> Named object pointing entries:
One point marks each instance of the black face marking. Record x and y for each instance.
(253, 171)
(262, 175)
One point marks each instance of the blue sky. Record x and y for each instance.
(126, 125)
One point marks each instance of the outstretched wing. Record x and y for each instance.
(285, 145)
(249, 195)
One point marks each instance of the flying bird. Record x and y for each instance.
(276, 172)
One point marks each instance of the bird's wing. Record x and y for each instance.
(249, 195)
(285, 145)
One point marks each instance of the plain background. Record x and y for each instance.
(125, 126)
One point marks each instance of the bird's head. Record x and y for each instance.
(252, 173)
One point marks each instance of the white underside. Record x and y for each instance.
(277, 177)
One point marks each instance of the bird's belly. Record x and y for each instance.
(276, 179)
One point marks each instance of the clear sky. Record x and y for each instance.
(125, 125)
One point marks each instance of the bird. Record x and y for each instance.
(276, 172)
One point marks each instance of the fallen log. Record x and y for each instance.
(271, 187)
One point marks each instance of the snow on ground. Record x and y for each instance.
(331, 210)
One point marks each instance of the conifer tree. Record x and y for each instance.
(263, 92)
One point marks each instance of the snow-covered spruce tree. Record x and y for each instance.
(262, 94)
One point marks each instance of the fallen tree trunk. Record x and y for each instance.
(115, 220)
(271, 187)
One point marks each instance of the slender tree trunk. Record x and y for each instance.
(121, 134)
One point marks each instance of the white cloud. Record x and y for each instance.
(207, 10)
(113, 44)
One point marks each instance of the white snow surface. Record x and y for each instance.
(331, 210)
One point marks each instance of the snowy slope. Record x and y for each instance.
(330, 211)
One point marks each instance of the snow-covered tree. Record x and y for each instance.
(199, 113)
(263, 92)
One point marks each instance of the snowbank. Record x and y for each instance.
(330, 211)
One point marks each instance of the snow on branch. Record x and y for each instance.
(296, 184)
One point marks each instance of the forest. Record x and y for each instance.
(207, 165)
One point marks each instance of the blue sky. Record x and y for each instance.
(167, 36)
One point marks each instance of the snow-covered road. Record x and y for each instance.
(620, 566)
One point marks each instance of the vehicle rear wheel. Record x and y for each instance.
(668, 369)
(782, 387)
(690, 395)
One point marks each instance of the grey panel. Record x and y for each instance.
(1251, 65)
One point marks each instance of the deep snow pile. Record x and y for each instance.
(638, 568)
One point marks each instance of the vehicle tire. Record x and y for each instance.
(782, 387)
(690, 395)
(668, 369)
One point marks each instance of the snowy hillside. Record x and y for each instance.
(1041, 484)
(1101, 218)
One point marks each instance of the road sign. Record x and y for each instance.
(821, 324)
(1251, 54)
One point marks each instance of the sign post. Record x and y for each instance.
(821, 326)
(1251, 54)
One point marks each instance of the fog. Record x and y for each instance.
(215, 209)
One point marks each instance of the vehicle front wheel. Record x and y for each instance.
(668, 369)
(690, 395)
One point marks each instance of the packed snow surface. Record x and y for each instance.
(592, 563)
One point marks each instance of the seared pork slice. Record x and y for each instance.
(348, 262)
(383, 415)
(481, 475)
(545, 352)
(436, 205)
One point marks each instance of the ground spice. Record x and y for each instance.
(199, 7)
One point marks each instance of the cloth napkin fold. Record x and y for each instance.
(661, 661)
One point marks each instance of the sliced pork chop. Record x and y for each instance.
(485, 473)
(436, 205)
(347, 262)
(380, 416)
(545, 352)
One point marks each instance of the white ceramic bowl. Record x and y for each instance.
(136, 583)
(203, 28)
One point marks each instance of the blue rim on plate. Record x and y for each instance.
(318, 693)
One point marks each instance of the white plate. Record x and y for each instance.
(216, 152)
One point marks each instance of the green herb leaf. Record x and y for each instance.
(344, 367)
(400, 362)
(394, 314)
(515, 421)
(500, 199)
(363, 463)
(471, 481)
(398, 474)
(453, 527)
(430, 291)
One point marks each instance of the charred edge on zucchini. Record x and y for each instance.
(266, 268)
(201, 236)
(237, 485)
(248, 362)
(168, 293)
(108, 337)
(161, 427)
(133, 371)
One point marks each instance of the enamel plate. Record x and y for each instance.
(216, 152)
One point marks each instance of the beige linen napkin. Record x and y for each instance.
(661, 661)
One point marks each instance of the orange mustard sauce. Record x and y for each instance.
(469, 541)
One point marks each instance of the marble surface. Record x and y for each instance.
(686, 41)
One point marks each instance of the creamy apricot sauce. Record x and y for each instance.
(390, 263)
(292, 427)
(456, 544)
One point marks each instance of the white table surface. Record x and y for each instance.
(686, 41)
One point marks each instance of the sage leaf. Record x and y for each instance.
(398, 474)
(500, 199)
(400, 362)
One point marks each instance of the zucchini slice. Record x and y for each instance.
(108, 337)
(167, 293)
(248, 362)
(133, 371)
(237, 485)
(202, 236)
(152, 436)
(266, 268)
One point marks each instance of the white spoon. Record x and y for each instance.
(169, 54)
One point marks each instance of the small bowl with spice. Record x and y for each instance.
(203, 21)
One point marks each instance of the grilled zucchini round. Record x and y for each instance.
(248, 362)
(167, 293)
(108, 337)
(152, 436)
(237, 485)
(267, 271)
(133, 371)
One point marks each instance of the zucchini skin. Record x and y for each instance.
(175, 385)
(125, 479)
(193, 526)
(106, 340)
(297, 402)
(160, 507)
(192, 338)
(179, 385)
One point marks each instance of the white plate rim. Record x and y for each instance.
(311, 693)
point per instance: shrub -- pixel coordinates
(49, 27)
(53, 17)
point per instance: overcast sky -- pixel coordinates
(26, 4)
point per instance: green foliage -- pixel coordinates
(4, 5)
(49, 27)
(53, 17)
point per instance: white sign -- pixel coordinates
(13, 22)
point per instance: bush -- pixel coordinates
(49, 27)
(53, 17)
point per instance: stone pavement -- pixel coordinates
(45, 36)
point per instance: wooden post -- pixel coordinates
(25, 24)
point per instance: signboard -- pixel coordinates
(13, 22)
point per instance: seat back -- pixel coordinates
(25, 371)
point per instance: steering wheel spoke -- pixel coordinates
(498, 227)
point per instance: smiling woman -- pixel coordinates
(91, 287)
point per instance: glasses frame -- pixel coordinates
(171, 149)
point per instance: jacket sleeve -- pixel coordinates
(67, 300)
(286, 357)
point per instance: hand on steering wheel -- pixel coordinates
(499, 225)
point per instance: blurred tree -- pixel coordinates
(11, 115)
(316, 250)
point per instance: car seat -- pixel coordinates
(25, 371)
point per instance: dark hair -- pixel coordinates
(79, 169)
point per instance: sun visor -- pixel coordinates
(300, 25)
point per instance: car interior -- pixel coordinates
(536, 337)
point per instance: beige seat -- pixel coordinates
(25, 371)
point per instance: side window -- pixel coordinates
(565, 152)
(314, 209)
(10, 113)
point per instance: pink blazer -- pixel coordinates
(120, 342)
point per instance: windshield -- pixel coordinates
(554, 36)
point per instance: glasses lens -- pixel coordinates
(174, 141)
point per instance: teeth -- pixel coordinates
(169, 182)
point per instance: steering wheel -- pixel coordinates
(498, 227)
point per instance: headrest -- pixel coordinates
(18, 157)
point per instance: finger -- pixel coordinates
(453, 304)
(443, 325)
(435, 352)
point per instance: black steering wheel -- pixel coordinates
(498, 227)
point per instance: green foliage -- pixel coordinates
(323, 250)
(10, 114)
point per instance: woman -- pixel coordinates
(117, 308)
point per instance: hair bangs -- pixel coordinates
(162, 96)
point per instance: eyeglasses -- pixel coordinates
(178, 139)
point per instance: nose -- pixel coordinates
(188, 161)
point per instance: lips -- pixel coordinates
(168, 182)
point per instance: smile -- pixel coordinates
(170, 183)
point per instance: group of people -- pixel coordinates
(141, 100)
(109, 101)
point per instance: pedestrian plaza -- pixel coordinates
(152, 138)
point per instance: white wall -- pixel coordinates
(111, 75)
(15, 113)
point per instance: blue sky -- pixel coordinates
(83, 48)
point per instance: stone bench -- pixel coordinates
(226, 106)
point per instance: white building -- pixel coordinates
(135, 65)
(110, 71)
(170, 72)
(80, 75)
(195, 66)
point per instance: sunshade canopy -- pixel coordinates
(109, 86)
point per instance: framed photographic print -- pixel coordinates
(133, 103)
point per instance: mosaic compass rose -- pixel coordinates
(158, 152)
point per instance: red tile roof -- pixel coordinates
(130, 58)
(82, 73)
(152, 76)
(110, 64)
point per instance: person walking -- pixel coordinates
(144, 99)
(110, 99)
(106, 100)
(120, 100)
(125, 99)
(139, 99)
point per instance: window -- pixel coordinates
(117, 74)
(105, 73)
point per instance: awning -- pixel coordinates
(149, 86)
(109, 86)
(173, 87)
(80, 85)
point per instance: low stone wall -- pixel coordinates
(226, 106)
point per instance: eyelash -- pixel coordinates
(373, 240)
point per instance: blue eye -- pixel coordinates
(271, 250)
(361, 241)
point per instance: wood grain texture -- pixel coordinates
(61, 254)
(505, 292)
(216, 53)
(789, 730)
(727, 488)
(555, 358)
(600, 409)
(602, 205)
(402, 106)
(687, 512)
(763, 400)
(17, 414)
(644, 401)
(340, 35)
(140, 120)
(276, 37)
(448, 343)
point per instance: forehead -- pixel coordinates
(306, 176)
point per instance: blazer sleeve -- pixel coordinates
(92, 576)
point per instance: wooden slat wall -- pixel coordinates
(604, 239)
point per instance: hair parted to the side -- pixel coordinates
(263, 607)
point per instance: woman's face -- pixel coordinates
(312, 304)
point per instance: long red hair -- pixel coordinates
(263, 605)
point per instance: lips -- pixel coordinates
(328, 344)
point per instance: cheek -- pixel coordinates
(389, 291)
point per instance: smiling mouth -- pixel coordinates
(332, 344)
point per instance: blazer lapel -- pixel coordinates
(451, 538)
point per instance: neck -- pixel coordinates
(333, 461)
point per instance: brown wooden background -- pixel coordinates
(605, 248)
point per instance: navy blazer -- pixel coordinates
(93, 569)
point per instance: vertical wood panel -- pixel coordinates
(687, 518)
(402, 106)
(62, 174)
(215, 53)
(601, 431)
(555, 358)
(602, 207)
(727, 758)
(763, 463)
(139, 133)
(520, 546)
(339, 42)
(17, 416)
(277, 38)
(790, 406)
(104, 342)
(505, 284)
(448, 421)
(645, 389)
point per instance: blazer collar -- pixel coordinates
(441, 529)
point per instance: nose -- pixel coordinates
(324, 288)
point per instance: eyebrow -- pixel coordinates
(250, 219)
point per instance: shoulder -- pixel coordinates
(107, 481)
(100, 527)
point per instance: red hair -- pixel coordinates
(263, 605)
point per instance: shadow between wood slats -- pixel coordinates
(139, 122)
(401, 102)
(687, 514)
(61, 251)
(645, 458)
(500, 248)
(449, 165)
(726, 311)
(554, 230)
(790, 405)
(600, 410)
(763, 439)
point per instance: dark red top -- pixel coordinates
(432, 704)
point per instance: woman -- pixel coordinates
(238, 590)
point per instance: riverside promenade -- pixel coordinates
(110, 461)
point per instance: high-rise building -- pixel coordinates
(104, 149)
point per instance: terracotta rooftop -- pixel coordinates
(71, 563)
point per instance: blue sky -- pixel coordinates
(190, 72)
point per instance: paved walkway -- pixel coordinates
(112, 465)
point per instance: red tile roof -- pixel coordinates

> What you have to do:
Reproduce only the lines from the line containing "point per instance: shoulder" to the last line of the material above, both of those lines included.

> Response:
point per instance: shoulder -- pixel coordinates
(107, 481)
(100, 527)
point per instance: red hair -- pixel coordinates
(263, 605)
point per instance: shadow between wood slats -- pixel coordinates
(139, 122)
(401, 102)
(687, 514)
(61, 251)
(645, 458)
(500, 248)
(449, 165)
(726, 311)
(554, 230)
(790, 405)
(600, 410)
(763, 439)
point per instance: dark red top -- pixel coordinates
(432, 704)
point per instance: woman -- pixel coordinates
(238, 590)
point per instance: riverside promenade -- pixel coordinates
(110, 461)
point per instance: high-rise building -- pixel coordinates
(104, 149)
point per instance: terracotta rooftop -- pixel coordinates
(71, 563)
point per instance: blue sky -- pixel coordinates
(190, 72)
point per instance: paved walkway -- pixel coordinates
(112, 465)
point per instance: red tile roof -- pixel coordinates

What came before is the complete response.